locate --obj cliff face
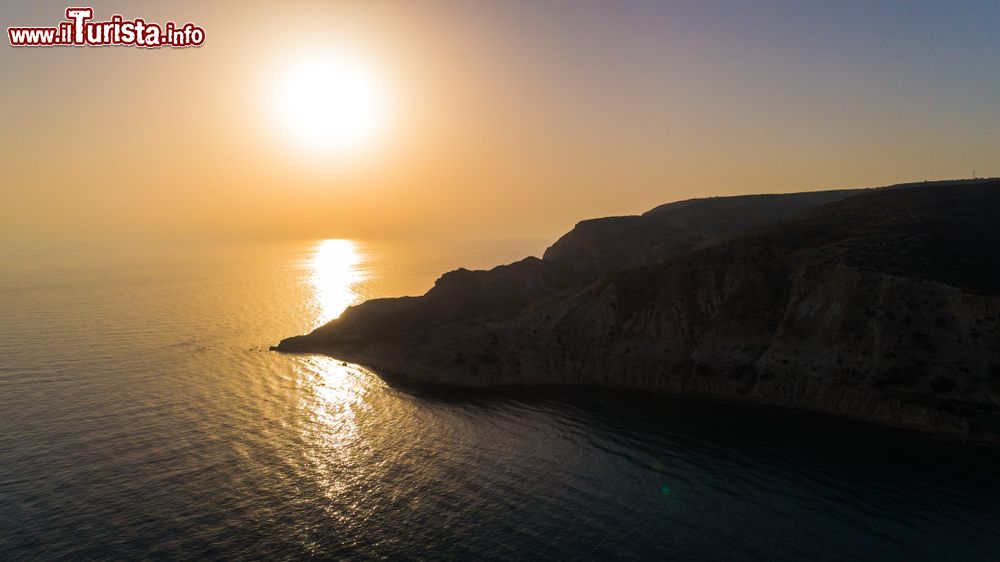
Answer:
[278,182,1000,442]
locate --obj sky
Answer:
[0,0,1000,242]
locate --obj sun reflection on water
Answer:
[297,356,384,499]
[309,239,367,325]
[296,239,384,500]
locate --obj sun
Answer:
[275,54,389,153]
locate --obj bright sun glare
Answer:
[276,54,388,153]
[309,240,365,325]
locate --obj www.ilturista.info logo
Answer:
[7,8,205,48]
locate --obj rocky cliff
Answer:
[277,181,1000,442]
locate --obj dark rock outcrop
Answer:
[277,181,1000,442]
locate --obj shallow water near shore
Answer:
[0,240,1000,560]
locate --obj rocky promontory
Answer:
[275,180,1000,442]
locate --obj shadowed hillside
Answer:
[278,181,1000,441]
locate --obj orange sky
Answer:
[0,0,1000,241]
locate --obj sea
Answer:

§ WHAT YOU SHOULD DO: Copy out the lines word for word, starting with the line containing "locate --obj sun reflection on water" and continuing through the end of the lines.

§ SOLUTION FOR THIS EXERCISE:
locate --obj sun reflection on water
Answer:
[297,356,384,499]
[309,239,367,325]
[296,239,384,500]
locate --obj sun
Answer:
[275,54,389,153]
locate --obj bright sun glare
Answer:
[276,54,388,153]
[309,240,365,325]
locate --obj www.ilturista.info logo
Answer:
[7,8,205,48]
locate --obj rocky cliff
Answer:
[277,181,1000,442]
locate --obj dark rock outcrop
Answer:
[277,181,1000,442]
locate --obj shallow water near shore
Answer:
[0,240,1000,560]
locate --obj rocky promontory
Answer:
[275,180,1000,442]
locate --obj shadowed hillside
Answer:
[278,181,1000,441]
locate --obj orange sky
Answer:
[0,0,1000,241]
locate --obj sea
Answer:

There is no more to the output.